─── SOURCE MATERIAL

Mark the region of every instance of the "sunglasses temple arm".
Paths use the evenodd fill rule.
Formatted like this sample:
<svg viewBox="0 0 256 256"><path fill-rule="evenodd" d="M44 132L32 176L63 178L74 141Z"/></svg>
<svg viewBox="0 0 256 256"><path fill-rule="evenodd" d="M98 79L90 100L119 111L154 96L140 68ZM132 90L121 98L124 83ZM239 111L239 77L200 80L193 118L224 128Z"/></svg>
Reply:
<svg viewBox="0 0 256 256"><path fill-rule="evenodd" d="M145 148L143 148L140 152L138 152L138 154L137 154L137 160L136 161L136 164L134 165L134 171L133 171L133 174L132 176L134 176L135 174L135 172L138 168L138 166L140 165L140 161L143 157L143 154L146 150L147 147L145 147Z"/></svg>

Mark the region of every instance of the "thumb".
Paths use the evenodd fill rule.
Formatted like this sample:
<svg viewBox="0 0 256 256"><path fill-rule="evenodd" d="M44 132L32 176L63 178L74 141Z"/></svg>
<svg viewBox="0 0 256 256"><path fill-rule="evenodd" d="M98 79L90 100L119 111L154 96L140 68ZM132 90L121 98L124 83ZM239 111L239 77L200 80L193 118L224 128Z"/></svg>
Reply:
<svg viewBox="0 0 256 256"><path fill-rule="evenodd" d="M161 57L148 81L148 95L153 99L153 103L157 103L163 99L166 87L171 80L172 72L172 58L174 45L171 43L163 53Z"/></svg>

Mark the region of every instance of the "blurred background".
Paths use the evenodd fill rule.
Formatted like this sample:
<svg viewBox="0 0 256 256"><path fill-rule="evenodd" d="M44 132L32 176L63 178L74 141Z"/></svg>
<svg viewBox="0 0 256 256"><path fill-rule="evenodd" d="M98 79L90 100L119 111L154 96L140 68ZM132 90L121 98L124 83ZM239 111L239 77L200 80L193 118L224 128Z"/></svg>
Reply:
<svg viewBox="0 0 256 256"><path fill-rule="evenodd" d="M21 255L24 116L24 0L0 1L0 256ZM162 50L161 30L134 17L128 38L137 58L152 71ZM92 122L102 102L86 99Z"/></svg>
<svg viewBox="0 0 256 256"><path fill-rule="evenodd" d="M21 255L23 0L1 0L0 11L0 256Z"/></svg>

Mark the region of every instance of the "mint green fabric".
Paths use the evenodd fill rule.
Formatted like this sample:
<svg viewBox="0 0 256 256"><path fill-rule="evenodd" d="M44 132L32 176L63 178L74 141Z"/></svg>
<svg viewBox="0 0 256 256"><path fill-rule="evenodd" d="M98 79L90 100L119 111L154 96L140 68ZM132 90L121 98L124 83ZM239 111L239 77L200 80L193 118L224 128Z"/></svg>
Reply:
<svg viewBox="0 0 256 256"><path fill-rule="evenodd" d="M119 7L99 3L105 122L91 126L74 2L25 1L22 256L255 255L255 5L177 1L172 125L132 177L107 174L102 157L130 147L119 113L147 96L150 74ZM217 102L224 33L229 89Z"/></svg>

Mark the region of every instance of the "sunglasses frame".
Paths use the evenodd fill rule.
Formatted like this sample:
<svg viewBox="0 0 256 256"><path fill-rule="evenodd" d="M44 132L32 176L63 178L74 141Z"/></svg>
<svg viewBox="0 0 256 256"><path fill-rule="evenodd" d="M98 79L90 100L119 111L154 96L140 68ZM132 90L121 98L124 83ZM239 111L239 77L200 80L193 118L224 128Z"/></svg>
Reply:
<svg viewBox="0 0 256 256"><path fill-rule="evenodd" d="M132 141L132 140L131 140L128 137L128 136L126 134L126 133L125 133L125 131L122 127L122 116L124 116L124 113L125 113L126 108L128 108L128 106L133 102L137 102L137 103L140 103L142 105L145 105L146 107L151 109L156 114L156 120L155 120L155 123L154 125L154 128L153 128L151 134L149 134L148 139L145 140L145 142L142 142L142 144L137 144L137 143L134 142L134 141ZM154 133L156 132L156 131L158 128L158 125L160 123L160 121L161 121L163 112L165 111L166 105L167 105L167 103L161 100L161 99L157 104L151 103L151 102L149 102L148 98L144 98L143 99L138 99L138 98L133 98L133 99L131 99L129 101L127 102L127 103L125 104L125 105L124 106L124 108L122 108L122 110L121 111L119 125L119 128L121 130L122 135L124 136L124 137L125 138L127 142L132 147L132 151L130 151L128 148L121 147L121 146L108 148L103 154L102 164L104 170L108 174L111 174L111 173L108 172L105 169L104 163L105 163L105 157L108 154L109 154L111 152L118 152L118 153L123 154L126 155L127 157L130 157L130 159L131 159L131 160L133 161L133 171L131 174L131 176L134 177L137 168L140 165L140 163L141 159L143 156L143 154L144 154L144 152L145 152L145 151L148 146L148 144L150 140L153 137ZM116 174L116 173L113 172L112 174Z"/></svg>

──────

[WHAT THE TASK ASKS] Rewrite the material from its start through the line containing "255L23 0L1 0L0", inclusive, replacing "Reply" with "Response" and leaving everything else unchanged.

[RESPONSE TO THE TASK]
Mark the region of every instance of the "sunglasses temple arm".
Paths use the evenodd fill rule.
Formatted like this sample:
<svg viewBox="0 0 256 256"><path fill-rule="evenodd" d="M44 132L32 176L63 178L74 141Z"/></svg>
<svg viewBox="0 0 256 256"><path fill-rule="evenodd" d="M98 79L90 100L119 111L154 96L140 68ZM132 90L121 98L124 83ZM239 111L239 77L200 80L193 118L224 128Z"/></svg>
Response:
<svg viewBox="0 0 256 256"><path fill-rule="evenodd" d="M145 148L143 148L140 152L138 152L138 154L137 154L137 160L136 161L136 164L134 165L134 171L133 171L133 174L132 176L134 176L135 174L135 172L138 168L138 166L140 165L140 161L143 157L143 154L146 150L147 147L145 147Z"/></svg>

Mark the region of every instance of the "thumb".
Paths use the evenodd fill rule.
Formatted like this sample:
<svg viewBox="0 0 256 256"><path fill-rule="evenodd" d="M44 132L32 176L63 178L74 141Z"/></svg>
<svg viewBox="0 0 256 256"><path fill-rule="evenodd" d="M98 79L90 100L119 111L154 96L140 68ZM132 90L121 98L124 83ZM239 111L239 77L200 80L193 118L224 128Z"/></svg>
Response:
<svg viewBox="0 0 256 256"><path fill-rule="evenodd" d="M161 57L148 81L148 95L153 99L153 103L157 103L163 99L166 87L171 80L172 72L172 58L174 45L171 43L163 53Z"/></svg>

Mark the region of every instance of the "blurred background".
Paths use the evenodd fill rule.
Formatted like this sample:
<svg viewBox="0 0 256 256"><path fill-rule="evenodd" d="M44 132L32 176L63 178L74 141Z"/></svg>
<svg viewBox="0 0 256 256"><path fill-rule="evenodd" d="M98 79L90 100L119 111L154 96L140 68ZM132 90L121 98L124 83ZM239 111L239 77L200 80L193 118L224 128Z"/></svg>
Response:
<svg viewBox="0 0 256 256"><path fill-rule="evenodd" d="M21 255L24 116L24 0L0 1L0 256ZM162 50L161 30L134 17L128 38L137 58L152 71ZM92 122L102 102L86 99Z"/></svg>
<svg viewBox="0 0 256 256"><path fill-rule="evenodd" d="M21 255L23 0L1 0L0 11L0 256Z"/></svg>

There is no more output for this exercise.